* _EXERCISE BRIEF_
Extract each line of the data and write it out again exactly.

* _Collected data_
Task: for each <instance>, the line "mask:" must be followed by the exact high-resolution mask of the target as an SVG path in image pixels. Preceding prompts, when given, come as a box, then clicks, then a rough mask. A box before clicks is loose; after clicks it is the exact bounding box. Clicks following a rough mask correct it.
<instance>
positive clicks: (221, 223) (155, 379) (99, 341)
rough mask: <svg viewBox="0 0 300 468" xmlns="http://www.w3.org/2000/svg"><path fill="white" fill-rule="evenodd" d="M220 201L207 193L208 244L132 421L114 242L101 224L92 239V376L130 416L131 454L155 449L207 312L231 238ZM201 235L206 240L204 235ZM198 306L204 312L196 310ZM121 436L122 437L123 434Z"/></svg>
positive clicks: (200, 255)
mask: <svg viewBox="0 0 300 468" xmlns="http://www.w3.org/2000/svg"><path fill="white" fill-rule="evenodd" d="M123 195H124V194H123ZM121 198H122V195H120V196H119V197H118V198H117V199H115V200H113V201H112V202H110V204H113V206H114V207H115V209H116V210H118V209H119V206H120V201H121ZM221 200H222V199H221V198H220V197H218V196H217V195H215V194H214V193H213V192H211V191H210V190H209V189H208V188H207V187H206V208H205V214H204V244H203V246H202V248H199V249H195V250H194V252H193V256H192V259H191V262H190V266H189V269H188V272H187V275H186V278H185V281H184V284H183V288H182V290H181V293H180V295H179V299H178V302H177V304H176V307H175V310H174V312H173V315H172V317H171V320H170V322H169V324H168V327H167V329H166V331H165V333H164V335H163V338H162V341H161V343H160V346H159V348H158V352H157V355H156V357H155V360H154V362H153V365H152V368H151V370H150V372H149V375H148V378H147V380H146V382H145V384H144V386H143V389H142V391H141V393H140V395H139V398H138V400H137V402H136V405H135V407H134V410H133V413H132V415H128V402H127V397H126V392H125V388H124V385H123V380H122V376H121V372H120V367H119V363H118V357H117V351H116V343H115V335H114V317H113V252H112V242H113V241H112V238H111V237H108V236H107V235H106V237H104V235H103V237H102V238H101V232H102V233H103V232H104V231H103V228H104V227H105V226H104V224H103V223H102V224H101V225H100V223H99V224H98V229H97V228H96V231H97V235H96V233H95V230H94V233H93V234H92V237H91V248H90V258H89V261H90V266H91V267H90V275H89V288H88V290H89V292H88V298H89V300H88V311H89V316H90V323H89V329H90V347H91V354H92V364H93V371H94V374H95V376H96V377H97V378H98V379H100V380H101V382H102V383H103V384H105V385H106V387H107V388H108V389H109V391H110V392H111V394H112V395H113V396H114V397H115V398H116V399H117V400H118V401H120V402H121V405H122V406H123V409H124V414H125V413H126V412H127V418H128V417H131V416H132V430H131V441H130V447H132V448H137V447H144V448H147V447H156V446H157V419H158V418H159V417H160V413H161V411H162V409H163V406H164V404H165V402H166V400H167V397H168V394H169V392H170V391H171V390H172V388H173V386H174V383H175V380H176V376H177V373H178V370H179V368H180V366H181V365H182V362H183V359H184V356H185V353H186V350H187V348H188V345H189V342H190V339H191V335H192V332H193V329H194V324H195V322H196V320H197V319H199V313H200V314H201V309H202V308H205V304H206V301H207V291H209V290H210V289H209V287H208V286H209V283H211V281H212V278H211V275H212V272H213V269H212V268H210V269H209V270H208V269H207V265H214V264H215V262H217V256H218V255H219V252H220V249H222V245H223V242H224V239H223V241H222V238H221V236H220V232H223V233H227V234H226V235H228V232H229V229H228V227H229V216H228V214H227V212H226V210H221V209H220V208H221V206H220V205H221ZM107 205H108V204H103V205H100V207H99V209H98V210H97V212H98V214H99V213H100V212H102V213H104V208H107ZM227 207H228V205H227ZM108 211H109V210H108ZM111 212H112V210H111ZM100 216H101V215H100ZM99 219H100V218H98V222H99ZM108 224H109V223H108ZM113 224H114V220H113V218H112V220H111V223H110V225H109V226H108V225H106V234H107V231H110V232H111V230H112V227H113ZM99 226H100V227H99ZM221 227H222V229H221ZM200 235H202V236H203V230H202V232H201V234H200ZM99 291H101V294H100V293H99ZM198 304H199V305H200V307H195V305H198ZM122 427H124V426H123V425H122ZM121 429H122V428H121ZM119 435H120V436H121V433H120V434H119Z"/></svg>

* _RESPONSE TO THIS EXERCISE_
Task: for each <instance>, the line "mask:" must be followed by the exact high-resolution mask of the target as an SVG path in image pixels. Preceding prompts, when given, come as a box, then clicks, then a rough mask. A box before clicks is loose; after clicks it is the exact bounding box. Clicks following a rough mask correct it.
<instance>
positive clicks: (221, 223) (155, 379) (99, 341)
rough mask: <svg viewBox="0 0 300 468" xmlns="http://www.w3.org/2000/svg"><path fill="white" fill-rule="evenodd" d="M220 201L207 193L208 244L132 421L114 242L101 224L92 239V376L130 416L131 454L155 449L207 312L231 238ZM201 235L206 240L204 235ZM198 306L204 312L196 310ZM121 436L122 437L123 434Z"/></svg>
positive clicks: (200, 255)
mask: <svg viewBox="0 0 300 468" xmlns="http://www.w3.org/2000/svg"><path fill="white" fill-rule="evenodd" d="M123 195H124V194H123ZM121 198H122V195H120V196H119V197H118V198H117V199H115V200H113V201H112V202H110V204H113V206H114V207H115V209H116V210H118V209H119V206H120V201H121ZM221 200H222V199H221V198H220V197H218V196H217V195H215V194H214V193H213V192H211V191H210V190H209V189H208V188H207V187H206V208H205V214H204V244H203V246H202V248H199V249H195V250H194V252H193V256H192V259H191V262H190V266H189V269H188V272H187V275H186V278H185V281H184V284H183V288H182V290H181V293H180V295H179V299H178V302H177V304H176V307H175V310H174V312H173V315H172V317H171V320H170V322H169V324H168V327H167V329H166V331H165V333H164V335H163V338H162V341H161V343H160V346H159V348H158V352H157V355H156V357H155V360H154V362H153V365H152V368H151V370H150V372H149V375H148V378H147V380H146V382H145V384H144V386H143V389H142V391H141V393H140V395H139V398H138V400H137V402H136V405H135V407H134V410H133V413H132V415H128V402H127V397H126V392H125V388H124V385H123V380H122V376H121V372H120V367H119V363H118V357H117V351H116V343H115V335H114V317H113V252H112V242H113V241H112V238H111V237H108V236H107V235H106V237H104V235H103V237H102V238H101V232H102V233H103V232H104V231H103V228H104V227H105V226H104V224H103V223H102V224H101V225H100V223H99V224H98V229H97V228H96V231H97V235H96V233H95V230H94V233H93V234H92V237H91V248H90V258H89V261H90V266H91V267H90V275H89V288H88V290H89V292H88V298H89V300H88V311H89V316H90V323H89V329H90V347H91V354H92V364H93V371H94V374H95V376H96V377H97V378H98V379H100V380H101V382H102V383H103V384H105V385H106V387H107V388H108V389H109V391H110V392H111V394H112V395H113V396H114V397H115V398H116V399H117V400H118V401H120V402H121V405H122V406H123V409H124V414H125V413H126V412H127V418H128V417H131V416H132V430H131V441H130V447H132V448H137V447H144V448H147V447H156V446H157V419H158V418H159V417H160V413H161V411H162V409H163V406H164V404H165V402H166V400H167V397H168V394H169V392H170V391H171V390H172V388H173V386H174V383H175V380H176V376H177V373H178V370H179V368H180V366H181V365H182V362H183V359H184V356H185V353H186V350H187V348H188V345H189V342H190V339H191V335H192V332H193V329H194V324H195V322H196V320H197V319H199V313H200V314H201V309H202V308H205V304H206V301H207V291H209V290H210V289H209V287H208V286H209V283H211V281H212V278H211V275H212V272H213V269H212V268H210V269H209V270H208V269H207V265H214V264H215V262H217V256H218V255H219V252H220V249H222V245H223V242H224V239H223V241H222V238H221V236H220V232H223V233H227V234H226V235H228V232H229V229H228V227H229V216H228V214H227V212H226V210H221V209H220V208H221V206H220V205H221ZM107 205H108V204H103V205H100V207H99V209H98V210H97V212H98V214H99V213H100V212H102V213H104V208H107ZM227 207H228V205H227ZM108 211H109V210H108ZM111 212H112V210H111ZM100 216H101V215H100ZM99 219H100V218H98V222H99ZM108 224H109V223H108ZM113 224H114V220H113V218H112V220H111V223H110V225H109V226H108V225H106V234H107V231H110V232H111V230H112V227H113ZM99 226H100V227H99ZM221 227H222V229H221ZM200 235H202V236H203V230H202V232H201V234H200ZM99 291H101V294H100V293H99ZM198 304H199V305H200V307H195V305H198ZM122 427H124V426H123V425H122ZM121 429H122V428H121ZM119 435H120V436H121V433H120V434H119Z"/></svg>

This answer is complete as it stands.